Set tasks.
1. In the essay on time, what is the author's short-phrase definition of agency?
2. Write a continuation of the essay on time, starting right after its last sentence.

-- BEGIN Quoted text --

Crossposted from the AI Alignment Forum. May contain more technical jargon than usual.

For the last few years, a large part of my research motivation has been directed at trying to save the concept of time—save it, for example, from all the weird causal loops created by decision theory problems. This post will hopefully explain why I care so much about time, and what I think needs to be fixed.

 

Why Time?

My best attempt at a short description of time is that time is causality. For example, in a Pearlian Bayes net, you draw edges from earlier nodes to later nodes. To the extent that we want to think about causality, then, we will need to understand time.

Importantly, time is the substrate in which learning and commitments take place. When agents learn, they learn over time. The passage of time is like a ritual in which opportunities are destroyed and knowledge is created. And I think that many models of learning are subtly confused, because they are based on confused notions of time.

Time is also crucial for thinking about agency. My best short-phrase definition of agency is that agency is time travel. An agent is a mechanism through which the future is able to affect the past. An agent models the future consequences of its actions, and chooses actions on the basis of those consequences. In that sense, the consequence causes the action, in spite of the fact that the action comes earlier in the standard physical sense.

 

Problem: Time is Loopy

The main thing going wrong with time is that it is “loopy.”

The primary confusing thing about Newcomb's problem is that we want to think of our decision as coming “before” the filling of the boxes, in spite of the fact that it physically comes after. This is hinting that maybe we want to understand some other "logical" time in addition to the time of physics. 

However, when we attempt to do this, we run into two problems: Firstly, we don't understand where this logical time might come from, or how to learn it, and secondly, we run into some apparent temporal loops.

I am going to set aside the first problem and focus on the second.

-- END Quoted text --
-- BEGIN Data shown --

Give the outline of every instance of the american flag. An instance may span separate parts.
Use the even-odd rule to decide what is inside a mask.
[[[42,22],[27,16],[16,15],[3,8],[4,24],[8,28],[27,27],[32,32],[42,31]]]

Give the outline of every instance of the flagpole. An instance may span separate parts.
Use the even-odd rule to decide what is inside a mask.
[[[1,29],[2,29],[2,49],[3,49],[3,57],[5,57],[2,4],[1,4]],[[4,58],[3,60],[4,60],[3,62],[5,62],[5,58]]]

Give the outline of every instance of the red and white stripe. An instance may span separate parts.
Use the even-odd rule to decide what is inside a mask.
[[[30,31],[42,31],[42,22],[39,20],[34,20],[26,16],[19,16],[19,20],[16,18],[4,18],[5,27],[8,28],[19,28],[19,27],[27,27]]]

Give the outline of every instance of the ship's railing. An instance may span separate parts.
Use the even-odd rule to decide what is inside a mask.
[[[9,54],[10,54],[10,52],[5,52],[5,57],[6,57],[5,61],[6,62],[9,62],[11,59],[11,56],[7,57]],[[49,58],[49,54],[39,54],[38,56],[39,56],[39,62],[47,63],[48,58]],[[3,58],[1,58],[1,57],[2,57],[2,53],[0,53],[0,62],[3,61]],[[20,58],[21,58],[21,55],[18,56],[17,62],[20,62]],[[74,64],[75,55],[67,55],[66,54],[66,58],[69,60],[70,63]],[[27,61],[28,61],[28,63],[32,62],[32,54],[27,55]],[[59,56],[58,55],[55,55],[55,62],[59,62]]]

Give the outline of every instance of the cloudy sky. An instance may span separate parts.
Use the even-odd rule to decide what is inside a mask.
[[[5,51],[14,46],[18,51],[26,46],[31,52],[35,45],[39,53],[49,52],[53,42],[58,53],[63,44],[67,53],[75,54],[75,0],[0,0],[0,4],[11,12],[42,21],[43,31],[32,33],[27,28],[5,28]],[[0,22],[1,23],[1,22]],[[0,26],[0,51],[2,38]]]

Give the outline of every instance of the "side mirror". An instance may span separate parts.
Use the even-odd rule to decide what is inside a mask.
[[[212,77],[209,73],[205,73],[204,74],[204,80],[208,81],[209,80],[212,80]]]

-- END Data shown --

Outputs.
1. Agency is time travel.

2.
The easiest way to see why we run into temporal loops is to notice that it seems like physical time is at least a little bit entangled with logical time.

Imagine the point of view of someone running a physics simulation of Newcomb’s problem, and tracking all of the details of all of the atoms. From that point of view, it seems like there is a useful sense in which the filling of the boxes comes before an agent's decision to one-box or two-box. At the same time, however, those atoms compose an agent that shouldn’t make decisions as though it were helpless to change anything.

Maybe the solution here is to think of there being many different types of “before” and “after,” “cause” and “effect,” etc. For example, we could say that X is before Y from an agent-first perspective, but Y is before X from a physics-first perspective.

I think this is right, and we want to think of there as being many different systems of time (hopefully predictably interconnected). But I don't think this resolves the whole problem.

Consider a pair of FairBot agents that successfully execute a Löbian handshake to cooperate in an open-source prisoner’s dilemma. I want to say that each agent's cooperation causes the other agent's cooperation in some sense. I could say that relative to each agent the causal/temporal ordering goes a different way, but I think the loop is an important part of the structure in this case. (I also am not even sure which direction of time I would want to associate with which agent.)

We also are tempted to put loops in our time/causality for other reasons. For example, when modeling a feedback loop in a system that persists over time, we might draw structures that look a lot like a Bayes net, but are not acyclic (e.g., a POMDP). We could think of this as a projection of another system that has an extra dimension of time, but it is a useful projection nonetheless.

 

Solution: Abstraction

My main hope for recovering a coherent notion of time and unraveling these temporal loops is via abstraction. 

In the example where the agent chooses actions based on their consequences, I think that there is an abstract model of the consequences that comes causally before the choice of action, which comes before the actual physical consequences.

In Newcomb's problem, I want to say that there is an abstract model of the action that comes causally before the filling of the boxes. 

In the open source prisoners' dilemma, I want to say that there is an abstract proof of cooperation that comes causally before the actual program traces of the agents.

All of this is pointing in the same direction: We need to have coarse abstract versions of structures come at a different time than more refined versions of the same structure. Maybe when we correctly allow for different levels of description having different links in the causal chain, we can unravel all of the time loops.

 

But How?

Unfortunately, our best understanding of time is Pearlian causality, and Pearlian causality does not do great with abstraction.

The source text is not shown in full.